• EXERCISE AIM
Everything from the line containing "Verify that every instance of the pink" through the final line of the listing below should be given again, word for word, and nothing else.

• RECORDS FOR THE EXERCISE
=====

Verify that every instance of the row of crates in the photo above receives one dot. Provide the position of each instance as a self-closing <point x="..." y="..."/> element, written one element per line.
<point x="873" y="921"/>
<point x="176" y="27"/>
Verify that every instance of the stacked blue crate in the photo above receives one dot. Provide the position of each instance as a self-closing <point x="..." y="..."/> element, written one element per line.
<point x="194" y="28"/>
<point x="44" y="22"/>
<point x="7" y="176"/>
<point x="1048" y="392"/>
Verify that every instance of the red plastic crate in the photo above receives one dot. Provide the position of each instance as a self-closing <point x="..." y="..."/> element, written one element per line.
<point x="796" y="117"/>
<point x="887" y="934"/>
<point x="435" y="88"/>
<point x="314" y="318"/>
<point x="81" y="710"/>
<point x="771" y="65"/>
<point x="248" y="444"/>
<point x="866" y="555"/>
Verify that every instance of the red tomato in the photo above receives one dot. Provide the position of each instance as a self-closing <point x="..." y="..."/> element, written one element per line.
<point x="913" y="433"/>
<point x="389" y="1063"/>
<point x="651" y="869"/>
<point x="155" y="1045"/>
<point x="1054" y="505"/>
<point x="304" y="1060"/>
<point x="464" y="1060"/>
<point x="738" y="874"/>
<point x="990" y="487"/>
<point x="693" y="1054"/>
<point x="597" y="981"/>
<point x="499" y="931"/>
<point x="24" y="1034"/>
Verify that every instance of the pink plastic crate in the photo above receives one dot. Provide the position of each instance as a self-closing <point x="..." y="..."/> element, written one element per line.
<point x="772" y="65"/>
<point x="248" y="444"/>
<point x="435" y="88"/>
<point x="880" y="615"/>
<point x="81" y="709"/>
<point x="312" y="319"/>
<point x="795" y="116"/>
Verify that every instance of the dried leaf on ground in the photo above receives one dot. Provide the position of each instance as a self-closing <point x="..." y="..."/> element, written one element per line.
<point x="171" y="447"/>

=====

• ANSWER
Verify that every instance of the pink plastic crate in the photo above receives one dot. Provide the position of each instance as a self-closing <point x="..." y="..."/> element, written one element per line.
<point x="772" y="65"/>
<point x="248" y="444"/>
<point x="435" y="88"/>
<point x="880" y="615"/>
<point x="81" y="709"/>
<point x="312" y="319"/>
<point x="795" y="116"/>
Verify that every instance of the dried leaf on ground in the photo above receives one dot. Provide the position of each instance as a self-closing <point x="..." y="..."/> element, written one element per line.
<point x="171" y="447"/>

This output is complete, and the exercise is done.